• What to work on: Report each line in the records below that contains the string "detect", copying every matching line in full. Matching is case-sensitive.

• Provided data:
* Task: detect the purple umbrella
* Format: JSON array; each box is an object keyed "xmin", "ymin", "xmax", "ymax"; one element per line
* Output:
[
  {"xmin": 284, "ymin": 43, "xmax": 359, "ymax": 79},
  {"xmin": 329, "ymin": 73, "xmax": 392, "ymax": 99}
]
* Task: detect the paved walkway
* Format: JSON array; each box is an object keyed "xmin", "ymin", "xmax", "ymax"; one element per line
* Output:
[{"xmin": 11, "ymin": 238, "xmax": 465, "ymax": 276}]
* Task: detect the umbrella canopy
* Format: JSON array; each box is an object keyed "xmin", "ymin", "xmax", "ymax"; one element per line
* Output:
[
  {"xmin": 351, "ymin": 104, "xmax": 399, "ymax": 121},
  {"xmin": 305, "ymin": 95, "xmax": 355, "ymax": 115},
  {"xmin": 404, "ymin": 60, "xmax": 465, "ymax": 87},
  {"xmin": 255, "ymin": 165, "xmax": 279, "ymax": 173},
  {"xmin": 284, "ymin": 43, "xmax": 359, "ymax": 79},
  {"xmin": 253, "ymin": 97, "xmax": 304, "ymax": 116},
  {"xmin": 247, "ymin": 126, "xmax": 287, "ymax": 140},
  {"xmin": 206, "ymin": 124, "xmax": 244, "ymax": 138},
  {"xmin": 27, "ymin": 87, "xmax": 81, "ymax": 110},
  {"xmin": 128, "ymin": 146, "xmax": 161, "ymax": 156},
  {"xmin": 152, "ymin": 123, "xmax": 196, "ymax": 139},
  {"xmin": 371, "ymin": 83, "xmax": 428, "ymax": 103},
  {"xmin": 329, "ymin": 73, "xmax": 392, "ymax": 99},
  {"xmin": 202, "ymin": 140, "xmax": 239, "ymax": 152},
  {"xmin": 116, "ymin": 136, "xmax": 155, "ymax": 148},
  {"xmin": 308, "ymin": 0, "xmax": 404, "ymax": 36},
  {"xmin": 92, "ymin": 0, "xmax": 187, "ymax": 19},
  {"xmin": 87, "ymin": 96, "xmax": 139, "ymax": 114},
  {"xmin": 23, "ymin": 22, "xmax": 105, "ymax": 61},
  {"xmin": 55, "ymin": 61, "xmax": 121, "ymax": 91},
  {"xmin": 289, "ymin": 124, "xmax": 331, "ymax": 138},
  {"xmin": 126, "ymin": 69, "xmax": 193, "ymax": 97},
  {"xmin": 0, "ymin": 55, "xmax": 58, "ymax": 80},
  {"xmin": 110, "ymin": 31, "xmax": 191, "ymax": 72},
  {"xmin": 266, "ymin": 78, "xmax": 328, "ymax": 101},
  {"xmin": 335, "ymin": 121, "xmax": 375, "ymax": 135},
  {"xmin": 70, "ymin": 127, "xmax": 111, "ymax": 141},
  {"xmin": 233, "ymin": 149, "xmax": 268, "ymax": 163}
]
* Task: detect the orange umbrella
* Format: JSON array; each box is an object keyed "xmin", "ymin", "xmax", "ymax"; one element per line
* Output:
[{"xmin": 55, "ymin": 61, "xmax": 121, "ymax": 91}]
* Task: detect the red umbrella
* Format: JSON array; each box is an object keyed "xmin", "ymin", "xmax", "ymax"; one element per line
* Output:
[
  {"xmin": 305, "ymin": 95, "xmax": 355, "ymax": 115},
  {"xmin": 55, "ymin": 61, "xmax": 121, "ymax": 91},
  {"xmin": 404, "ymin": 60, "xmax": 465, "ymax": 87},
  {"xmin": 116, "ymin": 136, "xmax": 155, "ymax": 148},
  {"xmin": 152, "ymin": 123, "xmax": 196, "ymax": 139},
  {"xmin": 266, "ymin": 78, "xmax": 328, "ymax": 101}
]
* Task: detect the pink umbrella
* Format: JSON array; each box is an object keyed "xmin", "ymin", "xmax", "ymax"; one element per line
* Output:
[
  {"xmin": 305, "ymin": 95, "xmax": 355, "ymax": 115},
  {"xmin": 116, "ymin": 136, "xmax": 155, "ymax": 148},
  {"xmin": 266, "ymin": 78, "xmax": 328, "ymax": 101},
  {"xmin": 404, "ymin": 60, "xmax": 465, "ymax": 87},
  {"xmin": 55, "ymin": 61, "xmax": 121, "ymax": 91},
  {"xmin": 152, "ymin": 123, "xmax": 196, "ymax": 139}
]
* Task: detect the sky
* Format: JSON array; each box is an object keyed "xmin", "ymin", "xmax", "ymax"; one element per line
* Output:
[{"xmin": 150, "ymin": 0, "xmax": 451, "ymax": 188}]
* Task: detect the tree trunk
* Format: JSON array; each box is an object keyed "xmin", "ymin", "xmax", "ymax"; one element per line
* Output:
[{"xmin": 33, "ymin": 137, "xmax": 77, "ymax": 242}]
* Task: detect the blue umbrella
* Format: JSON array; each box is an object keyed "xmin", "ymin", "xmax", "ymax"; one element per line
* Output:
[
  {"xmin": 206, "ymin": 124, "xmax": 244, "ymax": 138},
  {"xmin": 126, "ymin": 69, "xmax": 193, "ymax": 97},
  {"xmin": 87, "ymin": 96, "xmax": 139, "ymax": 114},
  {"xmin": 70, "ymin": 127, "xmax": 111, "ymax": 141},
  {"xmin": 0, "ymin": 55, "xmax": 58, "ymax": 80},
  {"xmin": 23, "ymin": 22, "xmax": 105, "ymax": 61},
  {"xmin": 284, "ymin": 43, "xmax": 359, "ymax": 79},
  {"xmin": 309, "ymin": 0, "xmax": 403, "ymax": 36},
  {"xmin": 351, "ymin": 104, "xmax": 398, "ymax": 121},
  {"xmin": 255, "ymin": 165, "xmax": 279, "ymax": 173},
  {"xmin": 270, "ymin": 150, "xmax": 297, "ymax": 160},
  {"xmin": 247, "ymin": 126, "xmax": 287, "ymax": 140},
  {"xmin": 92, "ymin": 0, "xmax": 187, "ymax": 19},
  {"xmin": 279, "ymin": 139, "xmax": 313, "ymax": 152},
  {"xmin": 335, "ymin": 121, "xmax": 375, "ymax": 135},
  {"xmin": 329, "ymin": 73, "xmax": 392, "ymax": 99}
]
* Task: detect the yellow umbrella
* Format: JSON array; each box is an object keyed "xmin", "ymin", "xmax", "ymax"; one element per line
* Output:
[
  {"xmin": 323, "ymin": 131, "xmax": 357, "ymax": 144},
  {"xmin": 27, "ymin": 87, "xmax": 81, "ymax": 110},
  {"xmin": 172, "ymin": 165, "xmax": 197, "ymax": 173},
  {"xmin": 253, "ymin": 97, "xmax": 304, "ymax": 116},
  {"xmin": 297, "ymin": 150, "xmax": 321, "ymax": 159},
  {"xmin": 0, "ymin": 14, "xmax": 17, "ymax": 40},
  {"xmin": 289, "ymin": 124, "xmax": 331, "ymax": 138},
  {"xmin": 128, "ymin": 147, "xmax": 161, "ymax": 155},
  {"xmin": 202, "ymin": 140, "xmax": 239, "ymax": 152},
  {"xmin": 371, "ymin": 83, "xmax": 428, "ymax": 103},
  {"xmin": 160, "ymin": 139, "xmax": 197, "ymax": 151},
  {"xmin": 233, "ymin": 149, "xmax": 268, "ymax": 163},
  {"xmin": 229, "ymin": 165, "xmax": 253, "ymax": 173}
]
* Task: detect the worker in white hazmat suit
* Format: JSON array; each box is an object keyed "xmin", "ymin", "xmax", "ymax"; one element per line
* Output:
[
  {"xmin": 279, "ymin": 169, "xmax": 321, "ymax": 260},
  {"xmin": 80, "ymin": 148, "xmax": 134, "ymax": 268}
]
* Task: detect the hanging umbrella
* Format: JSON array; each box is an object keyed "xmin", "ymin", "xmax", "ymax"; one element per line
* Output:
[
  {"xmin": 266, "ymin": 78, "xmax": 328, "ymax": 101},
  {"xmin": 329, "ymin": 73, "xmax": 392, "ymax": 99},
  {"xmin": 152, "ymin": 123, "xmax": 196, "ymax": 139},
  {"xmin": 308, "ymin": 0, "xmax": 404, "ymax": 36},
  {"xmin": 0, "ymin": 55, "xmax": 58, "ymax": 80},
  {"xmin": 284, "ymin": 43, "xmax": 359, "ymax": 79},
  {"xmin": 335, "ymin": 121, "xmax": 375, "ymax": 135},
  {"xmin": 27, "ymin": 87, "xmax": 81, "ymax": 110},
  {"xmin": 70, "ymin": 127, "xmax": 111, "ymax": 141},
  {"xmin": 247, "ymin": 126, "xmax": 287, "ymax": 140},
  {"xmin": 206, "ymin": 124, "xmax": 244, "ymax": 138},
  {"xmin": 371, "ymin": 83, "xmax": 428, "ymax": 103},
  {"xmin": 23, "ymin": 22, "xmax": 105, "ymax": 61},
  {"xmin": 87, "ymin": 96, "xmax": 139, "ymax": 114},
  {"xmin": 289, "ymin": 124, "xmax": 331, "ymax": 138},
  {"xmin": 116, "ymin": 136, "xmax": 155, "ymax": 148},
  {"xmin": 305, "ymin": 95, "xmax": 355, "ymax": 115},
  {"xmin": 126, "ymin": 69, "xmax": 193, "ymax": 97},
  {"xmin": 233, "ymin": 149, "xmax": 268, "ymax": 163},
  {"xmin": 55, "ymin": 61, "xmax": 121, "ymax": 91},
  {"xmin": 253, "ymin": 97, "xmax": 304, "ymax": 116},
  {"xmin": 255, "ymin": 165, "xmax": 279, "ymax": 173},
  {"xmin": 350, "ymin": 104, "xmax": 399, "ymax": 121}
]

• Response for this exercise:
* Task: detect the purple umbrella
* Task: detect the paved walkway
* Task: detect the umbrella canopy
* Task: detect the orange umbrella
* Task: detect the red umbrella
* Task: detect the pink umbrella
* Task: detect the sky
* Task: detect the tree trunk
* Task: detect the blue umbrella
* Task: detect the yellow umbrella
* Task: detect the worker in white hazmat suit
* Task: detect the hanging umbrella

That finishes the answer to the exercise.